_Task instructions_.
**A)** Summarize the article on swept-source OCT in two sentences.
**B)** Retype the passage of the article on swept-source OCT starting at "Indocyanine green angiography (ICGA)" and ending at "on choroidal morphology.".

_Text block_.
--- START ---

Swept-source OCT: A new frontier in study and management of choroidal disorders

High-resolution imaging of the choroid allows visualization of previously unknown disease manifestations.

Swept-source OCT with the Topcon DRI Triton system provides high-resolution imaging of the choroid, allowing visualization of previously unknown disease manifestations, according to one researcher. The combination of high speed and longer wavelength ensures better, deeper penetration and fast, clear image acquisition, resulting in near-histologic resolution of the choroidal structures.

“It is a fast, noninvasive test that improves clinical efficiency and minimizes patient discomfort. We can therefore repeat it as many times as we want, monitoring the condition closely as we could never do before,” Danny Ng, MPH, FRCS, clinical assistant professor in the Department of Ophthalmology & Visual Sciences at The Chinese University of Hong Kong, told Ocular Surgery News.

Deeper into pachychoroid disorders

Several of the diseases belonging to the pachychoroid spectrum are highly prevalent in Southeast Asia. Among them, central serous chorioretinopathy (CSCR) is the fourth most common vision-threatening retinal pathology after age-related macular degeneration, diabetic retinopathy and branch retinal vein occlusion.

Danny Ng, MPH, FRCS
Danny Ng

“One of the cardinal features of CSCR is the abnormally dilated choroidal vessels. In the past, we couldn’t always guarantee seeing them well and monitoring them closely because indocyanine green angiography involves infusion of a dye and is therefore an invasive method. Now we can see the dilated choroidal vessels, have a fast structural view of the choroid as well as an en face view of segmental layers,” Ng said.

In pachychoroid neovasculopathy, type 1 choroidal neovascularization (CNV) is another disease in which enhanced choroidal imaging helps to localize the neovascular lesion. Equally, subclinical CNV is detected in case of pachychoroid pigment epithelium detachment (PED).

“PED may not cause a lot of acute, severe symptoms, but when we do a screening with the Triton, sometimes we can detect subclinical CNV without associated subretinal or intraretinal fluid leakage. Then we know that these patients should be kept under observation. Treatment is not indicated, and we can sequentially monitor these patients in an easy, noninvasive manner,” Ng said.

Close monitoring of PCV

Polypoidal choroidal vasculopathy (PCV) is also associated with pachychoroid. It is a common occurrence in Asian patients with AMD, with a reported prevalence between 20% and 50%.

“On average, half of our AMD patients have PCV. The presence of polyps makes it more complex to treat as compared with type 1 or type 2 CNV,” Ng said.

Indocyanine green angiography (ICGA) was used in the past for monitoring regression of the polyps with treatment and showed that many of these patients were refractory to anti-VEGF monotherapy. Combination with photodynamic therapy became the gold standard for this pathology. Histology studies showed that PDT does have some remodeling effect on choroidal morphology.

--- END ---

_Raw data_.
--- START ---

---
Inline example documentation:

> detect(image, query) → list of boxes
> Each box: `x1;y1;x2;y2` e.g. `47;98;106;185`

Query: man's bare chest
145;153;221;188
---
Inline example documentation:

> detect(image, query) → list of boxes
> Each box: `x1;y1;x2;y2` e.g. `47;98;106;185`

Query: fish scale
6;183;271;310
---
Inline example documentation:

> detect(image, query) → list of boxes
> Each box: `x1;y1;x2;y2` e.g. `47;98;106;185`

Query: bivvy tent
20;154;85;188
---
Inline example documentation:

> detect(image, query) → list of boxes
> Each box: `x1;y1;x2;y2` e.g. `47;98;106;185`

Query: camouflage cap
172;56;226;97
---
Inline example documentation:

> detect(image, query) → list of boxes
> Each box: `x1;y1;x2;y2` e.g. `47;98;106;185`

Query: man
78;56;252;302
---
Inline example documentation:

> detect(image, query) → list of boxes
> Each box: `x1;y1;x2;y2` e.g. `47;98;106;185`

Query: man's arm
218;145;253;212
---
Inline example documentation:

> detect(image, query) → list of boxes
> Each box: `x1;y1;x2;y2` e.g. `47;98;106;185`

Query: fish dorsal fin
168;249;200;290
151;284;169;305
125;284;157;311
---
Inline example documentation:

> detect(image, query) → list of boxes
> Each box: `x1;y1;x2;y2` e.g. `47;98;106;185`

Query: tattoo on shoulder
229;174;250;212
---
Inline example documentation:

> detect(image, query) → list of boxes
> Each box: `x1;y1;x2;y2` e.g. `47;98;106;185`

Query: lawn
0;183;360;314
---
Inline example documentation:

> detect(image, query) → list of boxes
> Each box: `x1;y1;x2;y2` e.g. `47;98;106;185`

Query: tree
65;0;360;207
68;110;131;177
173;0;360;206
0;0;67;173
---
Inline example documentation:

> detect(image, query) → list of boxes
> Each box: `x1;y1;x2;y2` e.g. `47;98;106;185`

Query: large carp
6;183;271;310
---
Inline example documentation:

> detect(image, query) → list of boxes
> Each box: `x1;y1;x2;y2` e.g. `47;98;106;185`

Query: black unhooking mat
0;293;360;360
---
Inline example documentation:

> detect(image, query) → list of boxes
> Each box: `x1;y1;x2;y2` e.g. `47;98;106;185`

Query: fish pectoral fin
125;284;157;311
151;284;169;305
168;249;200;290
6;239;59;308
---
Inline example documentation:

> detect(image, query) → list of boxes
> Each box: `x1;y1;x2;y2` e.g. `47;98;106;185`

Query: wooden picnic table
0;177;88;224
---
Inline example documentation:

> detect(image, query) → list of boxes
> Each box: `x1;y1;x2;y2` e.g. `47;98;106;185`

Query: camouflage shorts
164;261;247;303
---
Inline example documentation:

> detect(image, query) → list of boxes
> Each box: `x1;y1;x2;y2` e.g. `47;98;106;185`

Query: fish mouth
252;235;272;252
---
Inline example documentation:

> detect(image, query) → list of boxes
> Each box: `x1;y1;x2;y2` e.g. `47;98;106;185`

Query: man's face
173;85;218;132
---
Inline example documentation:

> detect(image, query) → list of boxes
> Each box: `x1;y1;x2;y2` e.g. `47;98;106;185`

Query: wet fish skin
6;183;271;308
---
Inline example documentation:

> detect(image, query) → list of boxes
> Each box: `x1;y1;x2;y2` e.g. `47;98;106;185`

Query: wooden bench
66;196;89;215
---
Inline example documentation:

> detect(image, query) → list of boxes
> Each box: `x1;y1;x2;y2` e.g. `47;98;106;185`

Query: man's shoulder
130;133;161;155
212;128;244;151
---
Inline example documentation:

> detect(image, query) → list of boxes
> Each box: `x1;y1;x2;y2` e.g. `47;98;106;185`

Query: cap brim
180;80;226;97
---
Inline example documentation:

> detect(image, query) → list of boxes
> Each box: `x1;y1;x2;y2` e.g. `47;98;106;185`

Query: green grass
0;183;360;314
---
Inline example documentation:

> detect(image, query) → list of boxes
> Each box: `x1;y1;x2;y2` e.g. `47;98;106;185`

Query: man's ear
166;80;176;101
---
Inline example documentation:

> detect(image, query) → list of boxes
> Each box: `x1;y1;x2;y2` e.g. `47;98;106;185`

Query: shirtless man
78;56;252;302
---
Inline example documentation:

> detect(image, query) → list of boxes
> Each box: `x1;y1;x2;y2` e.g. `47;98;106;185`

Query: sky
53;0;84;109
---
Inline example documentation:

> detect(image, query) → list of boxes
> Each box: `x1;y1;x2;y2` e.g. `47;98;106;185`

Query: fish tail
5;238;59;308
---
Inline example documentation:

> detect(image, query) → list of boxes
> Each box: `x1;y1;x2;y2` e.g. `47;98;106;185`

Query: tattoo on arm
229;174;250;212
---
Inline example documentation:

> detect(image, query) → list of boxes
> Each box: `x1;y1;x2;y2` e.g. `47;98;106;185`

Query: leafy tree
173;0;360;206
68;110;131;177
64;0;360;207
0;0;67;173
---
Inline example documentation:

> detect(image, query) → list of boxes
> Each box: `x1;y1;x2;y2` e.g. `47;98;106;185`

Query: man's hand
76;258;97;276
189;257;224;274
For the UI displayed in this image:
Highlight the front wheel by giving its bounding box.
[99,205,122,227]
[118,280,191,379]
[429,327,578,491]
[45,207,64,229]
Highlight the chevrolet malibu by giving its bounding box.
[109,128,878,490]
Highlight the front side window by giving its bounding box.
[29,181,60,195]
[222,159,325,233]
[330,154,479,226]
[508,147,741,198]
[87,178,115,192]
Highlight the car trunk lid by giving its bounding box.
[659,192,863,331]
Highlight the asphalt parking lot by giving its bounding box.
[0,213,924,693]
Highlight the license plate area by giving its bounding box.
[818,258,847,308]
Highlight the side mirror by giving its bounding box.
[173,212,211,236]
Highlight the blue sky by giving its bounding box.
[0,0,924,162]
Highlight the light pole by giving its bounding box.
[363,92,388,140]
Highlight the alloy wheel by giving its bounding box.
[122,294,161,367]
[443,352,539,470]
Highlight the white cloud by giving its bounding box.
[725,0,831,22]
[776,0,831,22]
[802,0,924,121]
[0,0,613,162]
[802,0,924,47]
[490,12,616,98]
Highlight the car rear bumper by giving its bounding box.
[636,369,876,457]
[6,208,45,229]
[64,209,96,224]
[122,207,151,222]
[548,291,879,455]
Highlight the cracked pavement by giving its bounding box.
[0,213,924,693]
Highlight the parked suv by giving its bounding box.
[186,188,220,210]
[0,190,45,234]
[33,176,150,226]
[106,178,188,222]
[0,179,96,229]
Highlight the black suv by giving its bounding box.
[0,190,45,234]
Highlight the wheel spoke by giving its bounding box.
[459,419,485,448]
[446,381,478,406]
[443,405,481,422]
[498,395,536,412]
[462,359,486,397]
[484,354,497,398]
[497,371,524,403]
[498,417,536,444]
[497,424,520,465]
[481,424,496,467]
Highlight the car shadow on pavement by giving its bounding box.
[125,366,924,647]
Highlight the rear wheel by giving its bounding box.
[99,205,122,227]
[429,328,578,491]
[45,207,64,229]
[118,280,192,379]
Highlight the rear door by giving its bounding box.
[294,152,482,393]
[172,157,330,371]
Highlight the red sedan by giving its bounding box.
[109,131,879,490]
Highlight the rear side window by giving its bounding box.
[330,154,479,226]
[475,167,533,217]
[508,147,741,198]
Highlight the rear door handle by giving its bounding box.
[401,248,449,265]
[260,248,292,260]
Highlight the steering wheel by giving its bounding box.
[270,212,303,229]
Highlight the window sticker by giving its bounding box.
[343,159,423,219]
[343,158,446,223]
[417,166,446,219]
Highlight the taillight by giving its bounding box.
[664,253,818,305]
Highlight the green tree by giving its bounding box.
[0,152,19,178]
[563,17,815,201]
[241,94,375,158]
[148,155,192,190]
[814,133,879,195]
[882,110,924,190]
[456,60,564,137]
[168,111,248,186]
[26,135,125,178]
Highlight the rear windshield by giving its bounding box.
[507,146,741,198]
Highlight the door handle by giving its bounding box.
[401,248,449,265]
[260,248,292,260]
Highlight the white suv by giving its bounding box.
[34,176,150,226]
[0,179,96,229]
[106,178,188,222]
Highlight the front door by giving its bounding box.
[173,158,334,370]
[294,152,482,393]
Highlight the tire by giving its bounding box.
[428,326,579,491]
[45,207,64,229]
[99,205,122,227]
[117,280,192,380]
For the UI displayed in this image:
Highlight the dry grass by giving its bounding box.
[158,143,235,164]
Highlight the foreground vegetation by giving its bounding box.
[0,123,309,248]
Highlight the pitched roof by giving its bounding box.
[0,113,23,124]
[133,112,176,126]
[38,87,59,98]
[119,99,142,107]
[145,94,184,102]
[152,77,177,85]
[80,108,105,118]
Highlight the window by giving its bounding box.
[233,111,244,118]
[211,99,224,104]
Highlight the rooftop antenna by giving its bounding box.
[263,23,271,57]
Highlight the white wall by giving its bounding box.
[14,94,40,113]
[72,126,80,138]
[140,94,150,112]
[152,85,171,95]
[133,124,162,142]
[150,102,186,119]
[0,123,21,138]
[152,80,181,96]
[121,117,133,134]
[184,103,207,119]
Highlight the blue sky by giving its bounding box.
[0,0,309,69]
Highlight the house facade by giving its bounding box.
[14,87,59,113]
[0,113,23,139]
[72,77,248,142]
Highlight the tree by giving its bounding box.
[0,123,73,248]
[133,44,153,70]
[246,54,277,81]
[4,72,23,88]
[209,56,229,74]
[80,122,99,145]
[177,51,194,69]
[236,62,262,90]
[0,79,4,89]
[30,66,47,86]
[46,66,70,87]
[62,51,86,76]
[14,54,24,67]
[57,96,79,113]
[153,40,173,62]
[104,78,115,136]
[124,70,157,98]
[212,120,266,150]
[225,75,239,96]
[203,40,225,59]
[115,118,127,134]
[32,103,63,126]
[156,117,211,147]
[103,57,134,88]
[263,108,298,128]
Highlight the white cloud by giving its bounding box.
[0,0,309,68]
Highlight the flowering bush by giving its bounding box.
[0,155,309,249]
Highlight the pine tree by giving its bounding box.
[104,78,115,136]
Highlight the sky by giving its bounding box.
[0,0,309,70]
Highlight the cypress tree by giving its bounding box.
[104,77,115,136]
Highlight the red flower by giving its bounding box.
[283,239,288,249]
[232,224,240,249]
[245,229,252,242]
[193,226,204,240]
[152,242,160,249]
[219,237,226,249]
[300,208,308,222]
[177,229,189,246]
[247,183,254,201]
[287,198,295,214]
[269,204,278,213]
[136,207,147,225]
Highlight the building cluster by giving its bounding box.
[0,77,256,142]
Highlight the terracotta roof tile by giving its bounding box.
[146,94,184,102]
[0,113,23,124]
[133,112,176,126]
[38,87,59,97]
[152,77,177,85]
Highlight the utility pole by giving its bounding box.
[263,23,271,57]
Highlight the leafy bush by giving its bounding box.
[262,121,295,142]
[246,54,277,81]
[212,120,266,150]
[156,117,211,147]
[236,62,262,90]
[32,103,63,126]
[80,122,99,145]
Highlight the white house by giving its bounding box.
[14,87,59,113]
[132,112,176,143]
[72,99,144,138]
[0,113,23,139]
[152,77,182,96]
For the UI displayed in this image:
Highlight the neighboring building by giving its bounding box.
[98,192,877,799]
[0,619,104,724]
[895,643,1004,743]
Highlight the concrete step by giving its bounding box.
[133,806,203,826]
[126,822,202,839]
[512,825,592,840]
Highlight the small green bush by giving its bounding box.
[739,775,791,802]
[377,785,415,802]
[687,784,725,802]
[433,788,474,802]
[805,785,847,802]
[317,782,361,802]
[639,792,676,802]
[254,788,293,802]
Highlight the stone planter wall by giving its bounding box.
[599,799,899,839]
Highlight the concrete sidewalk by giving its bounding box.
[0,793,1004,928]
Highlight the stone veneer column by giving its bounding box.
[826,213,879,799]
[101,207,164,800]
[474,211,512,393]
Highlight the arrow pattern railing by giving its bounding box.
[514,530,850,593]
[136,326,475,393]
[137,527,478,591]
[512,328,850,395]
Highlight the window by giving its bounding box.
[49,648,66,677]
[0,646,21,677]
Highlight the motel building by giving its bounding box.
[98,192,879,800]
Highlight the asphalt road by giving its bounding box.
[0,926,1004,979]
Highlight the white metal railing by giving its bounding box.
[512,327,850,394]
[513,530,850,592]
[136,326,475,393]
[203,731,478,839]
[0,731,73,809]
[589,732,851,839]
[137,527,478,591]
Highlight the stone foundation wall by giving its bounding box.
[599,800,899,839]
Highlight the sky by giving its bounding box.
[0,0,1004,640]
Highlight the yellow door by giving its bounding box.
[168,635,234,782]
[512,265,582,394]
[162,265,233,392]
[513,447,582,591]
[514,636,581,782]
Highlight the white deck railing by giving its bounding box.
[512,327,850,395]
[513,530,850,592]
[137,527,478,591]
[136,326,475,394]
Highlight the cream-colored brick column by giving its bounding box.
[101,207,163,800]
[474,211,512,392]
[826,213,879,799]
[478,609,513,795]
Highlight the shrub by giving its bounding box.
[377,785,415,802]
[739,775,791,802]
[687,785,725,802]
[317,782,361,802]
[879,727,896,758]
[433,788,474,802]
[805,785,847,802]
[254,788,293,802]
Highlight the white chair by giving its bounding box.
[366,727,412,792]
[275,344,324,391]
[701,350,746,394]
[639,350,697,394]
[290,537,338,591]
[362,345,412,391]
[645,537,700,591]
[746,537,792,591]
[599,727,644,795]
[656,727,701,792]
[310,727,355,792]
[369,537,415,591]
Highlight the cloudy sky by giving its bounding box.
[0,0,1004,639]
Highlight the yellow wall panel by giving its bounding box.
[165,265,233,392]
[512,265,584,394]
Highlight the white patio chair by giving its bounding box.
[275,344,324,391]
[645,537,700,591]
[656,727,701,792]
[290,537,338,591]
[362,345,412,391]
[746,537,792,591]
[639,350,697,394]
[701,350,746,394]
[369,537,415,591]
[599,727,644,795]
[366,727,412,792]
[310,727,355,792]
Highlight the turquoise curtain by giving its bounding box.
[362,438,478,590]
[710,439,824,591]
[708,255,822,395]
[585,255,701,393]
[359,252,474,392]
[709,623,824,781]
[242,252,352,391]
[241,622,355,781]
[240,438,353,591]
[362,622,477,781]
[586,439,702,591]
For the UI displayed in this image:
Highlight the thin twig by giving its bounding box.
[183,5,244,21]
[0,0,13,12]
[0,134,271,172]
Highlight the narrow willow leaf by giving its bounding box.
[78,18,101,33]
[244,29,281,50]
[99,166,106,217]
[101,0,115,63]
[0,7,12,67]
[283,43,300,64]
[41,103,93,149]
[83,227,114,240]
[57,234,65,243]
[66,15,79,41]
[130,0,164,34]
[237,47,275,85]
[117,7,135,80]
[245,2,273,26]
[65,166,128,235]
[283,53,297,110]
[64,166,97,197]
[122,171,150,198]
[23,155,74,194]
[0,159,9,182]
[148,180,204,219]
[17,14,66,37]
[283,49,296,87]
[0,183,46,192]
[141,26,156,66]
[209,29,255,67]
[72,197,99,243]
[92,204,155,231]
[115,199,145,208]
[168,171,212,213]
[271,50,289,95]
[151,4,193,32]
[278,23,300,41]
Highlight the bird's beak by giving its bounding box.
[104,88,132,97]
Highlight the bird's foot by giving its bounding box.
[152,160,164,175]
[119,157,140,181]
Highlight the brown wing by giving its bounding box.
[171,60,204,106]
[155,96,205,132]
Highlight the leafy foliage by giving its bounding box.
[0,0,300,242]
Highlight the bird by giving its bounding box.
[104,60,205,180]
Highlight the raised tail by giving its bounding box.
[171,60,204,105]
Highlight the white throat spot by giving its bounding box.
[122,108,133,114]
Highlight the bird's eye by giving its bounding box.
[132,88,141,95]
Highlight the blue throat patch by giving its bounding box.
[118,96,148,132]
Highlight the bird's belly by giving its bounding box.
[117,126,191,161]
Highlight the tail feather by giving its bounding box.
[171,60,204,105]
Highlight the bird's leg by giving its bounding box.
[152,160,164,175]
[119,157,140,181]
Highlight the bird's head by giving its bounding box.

--- END ---

_Expected results_.
**A)** Swept-source OCT with the Topcon DRI Triton system gives high-resolution imaging of the choroid, and because the test is fast and noninvasive, it can be repeated to monitor conditions closely. Danny Ng describes how this helps with pachychoroid disorders common in Southeast Asia, such as showing dilated choroidal vessels in CSCR without dye and detecting subclinical CNV in pachychoroid PED, while the article also notes that polypoidal choroidal vasculopathy is common in Asian AMD patients and harder to treat than type 1 or type 2 CNV.

**B)**
Indocyanine green angiography (ICGA) was used in the past for monitoring regression of the polyps with treatment and showed that many of these patients were refractory to anti-VEGF monotherapy. Combination with photodynamic therapy became the gold standard for this pathology. Histology studies showed that PDT does have some remodeling effect on choroidal morphology.